Wednesday, August 31, 2011

Are you smarter than your math teacher?

This is an interesting question that was imposed on me in an indirect fashion tonight at our student open house. Our textbook was opened to a random page, and a parent asked me to solve the problem, on the spot. I did, successfully, and the parent was satisfied. I am not sure how I feel about this. Should I be offended? 

The zombie part of my brain says, "Dude, you've been at work going on ten hours straight, and you want me to do calculations?" while the logical part of my brain says, "It's a parent's right to know whether the teacher knows the content well enough to push my student hard enough". But the bigger question is, does a teacher need to be able to solve random problems in the book on the spot, to be capable of teaching and challenging students effectively? According to the students themselves, the answer is NO.

This seems backwards, doesn't it? My G/T training this summer gave teachers a chance to brainstorm lists of our opinion of what makes an effective G/T teacher. We came up with a list pretty similar to the ones on the first list on the link below. It was a hand-out we were given that totally blew my mind.

Now that you've read what teachers think makes a good G/T teacher, read further down in the article to the student survey of what gifted students actually want from their teacher. The percentages astounded me.

50% of gifted students felt that it was most important for their teachers to make it fun, understand them as an individual, have a good sense of humor, and be cheerful in the classroom.

30% of gifted students felt it was important that their teacher was supportive and flexible.


Only 5-10% of gifted students responded that it was important for their teacher to be an expert in their subject area or be able to explain the subject well. 


I am looking forward to testing these ideas out this fall with several students. I know I will make mistakes, and I encourage students to catch me making them by rewarding them with good behavior marbles. When we fill our marble jar, half an hour free time. Do they do anything productive or educational during free time? Rarely. Do they fill the jar quickly? Not really. It fills roughly every 3-5 weeks. Will they do just about anything to earn marbles? Yes! And they get so stinking excited about them too!

"Mrs. Bellm, you mixed up our names again!"  "Oops! Five marbles for each of you."
"Mrs. Bellm, that's the wrong answer. It should be ____." "Good catch! Ten marbles!"
"Mrs. Bellm, can I pick up scraps for marbles?" "Sure! 20 scraps = 5 marbles!"
"Mrs. Bellm, is the jar full yet? How many do we have left? When will we get game time?"

I pass them out at the beginning of the hour if the kids are prepared and on task.
I pass them out for reading aloud in class.
I give out extra marbles for really good answers.
I bribe them with twenty marbles for being SILENT in the halls between math labs.
I even offer five marbles a piece for extra boxes of Kleenex and hand sanitizer!

Oh, did I mention, I can take them back too? If they screw around, I just stand in front of the marble jar or dig my hand into the pile, and they all shut up. I grab a handful and start walking away from the jar and they all whine and look sad and contrite. If they are really really bad, I have dumped out an entire Care Bear mug's worth back into my starting bag, but that only happened once, ever. No shushing needed, they shush themselves!

So what does this have to do with gifted students? Well, a lot actually. They often are the restless, unfocused ones in the group, because they get it already. Sometimes they're the immature ones who act out trying to impress their friends with naughty behavior, or sneaky behavior, or big words. (or selling pop cans out of lockers) They are "above" what we are doing, and then act snotty or dismissive, because the rest of the class (including the teacher) are about five steps behind them on any given problem or project. Add these all up, and you get a big need for positive, proactive behavior management.
════════════════
*Objective:*
Decide whether each statement agrees with the blog post about math teachers, answering yes or no and quoting the words from the post that decide it. 1. The parent was satisfied after the teacher solved the problem. 2. The marble jar fills about once a week. 3. The teacher has dumped an entire Care Bear mug's worth of marbles back into the bag many times.
════════════════
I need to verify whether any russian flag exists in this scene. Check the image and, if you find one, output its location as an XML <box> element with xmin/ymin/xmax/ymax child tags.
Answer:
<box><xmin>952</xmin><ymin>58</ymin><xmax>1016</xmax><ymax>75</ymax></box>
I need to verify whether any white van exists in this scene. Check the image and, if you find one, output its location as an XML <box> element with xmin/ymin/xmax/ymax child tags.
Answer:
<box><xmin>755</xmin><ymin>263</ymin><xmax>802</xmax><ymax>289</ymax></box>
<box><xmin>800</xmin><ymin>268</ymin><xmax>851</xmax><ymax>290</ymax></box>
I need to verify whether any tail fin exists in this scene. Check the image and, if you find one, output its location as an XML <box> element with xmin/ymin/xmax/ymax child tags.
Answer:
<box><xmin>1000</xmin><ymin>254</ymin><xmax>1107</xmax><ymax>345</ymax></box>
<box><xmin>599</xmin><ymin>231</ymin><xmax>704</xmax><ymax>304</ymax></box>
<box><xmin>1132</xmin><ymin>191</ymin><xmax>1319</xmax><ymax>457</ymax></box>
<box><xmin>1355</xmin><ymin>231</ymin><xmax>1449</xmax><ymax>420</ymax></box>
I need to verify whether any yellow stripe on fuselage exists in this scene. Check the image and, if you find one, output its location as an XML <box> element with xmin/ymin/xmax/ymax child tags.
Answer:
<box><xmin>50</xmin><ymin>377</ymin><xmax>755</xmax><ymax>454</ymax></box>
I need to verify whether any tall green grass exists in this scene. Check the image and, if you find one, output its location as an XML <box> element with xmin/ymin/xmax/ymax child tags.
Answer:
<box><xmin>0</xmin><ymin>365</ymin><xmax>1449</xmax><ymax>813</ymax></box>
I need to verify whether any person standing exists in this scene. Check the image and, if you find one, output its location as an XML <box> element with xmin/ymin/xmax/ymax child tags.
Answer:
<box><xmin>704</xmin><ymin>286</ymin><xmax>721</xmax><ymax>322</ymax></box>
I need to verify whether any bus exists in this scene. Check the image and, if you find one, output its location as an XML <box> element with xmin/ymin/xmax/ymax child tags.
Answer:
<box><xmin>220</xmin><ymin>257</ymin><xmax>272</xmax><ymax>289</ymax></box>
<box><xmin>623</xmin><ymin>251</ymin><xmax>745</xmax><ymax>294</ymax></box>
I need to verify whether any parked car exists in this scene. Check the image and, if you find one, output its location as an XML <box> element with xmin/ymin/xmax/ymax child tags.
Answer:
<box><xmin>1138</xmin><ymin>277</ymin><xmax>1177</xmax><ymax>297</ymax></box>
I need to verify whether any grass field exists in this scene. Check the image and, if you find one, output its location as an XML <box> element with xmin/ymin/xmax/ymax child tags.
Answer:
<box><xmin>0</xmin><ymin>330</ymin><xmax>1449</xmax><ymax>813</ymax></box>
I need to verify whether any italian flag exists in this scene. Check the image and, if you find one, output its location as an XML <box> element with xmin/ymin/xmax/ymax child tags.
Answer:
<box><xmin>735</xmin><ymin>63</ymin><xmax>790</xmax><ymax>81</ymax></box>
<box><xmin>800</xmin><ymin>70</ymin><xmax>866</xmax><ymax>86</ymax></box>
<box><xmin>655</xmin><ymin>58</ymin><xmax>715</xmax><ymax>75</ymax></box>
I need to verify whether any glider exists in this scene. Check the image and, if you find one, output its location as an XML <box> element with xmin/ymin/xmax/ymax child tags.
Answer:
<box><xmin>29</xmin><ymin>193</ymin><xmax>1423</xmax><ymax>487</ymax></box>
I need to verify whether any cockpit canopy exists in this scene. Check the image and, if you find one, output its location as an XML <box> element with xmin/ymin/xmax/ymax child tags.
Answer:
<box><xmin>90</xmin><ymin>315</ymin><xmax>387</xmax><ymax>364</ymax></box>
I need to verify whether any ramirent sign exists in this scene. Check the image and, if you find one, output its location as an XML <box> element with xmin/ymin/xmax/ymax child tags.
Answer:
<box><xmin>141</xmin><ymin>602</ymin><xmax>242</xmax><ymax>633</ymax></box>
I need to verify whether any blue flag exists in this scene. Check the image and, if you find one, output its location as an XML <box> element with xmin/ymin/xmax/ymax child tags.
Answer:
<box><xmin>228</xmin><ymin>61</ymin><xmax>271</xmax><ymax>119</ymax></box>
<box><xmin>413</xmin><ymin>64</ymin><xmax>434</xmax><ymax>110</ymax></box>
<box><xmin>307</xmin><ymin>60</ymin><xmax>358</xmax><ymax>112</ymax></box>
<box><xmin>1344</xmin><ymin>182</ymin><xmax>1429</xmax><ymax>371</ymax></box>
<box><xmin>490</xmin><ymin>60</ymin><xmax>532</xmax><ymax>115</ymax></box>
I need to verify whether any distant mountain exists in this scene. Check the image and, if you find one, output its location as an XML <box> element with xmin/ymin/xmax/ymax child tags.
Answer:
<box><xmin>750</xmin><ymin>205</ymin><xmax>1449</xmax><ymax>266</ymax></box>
════════════════
*Problem solution:*
1. Yes: "I did, successfully, and the parent was satisfied."
2. No: "It fills roughly every 3-5 weeks."
3. No: "but that only happened once, ever."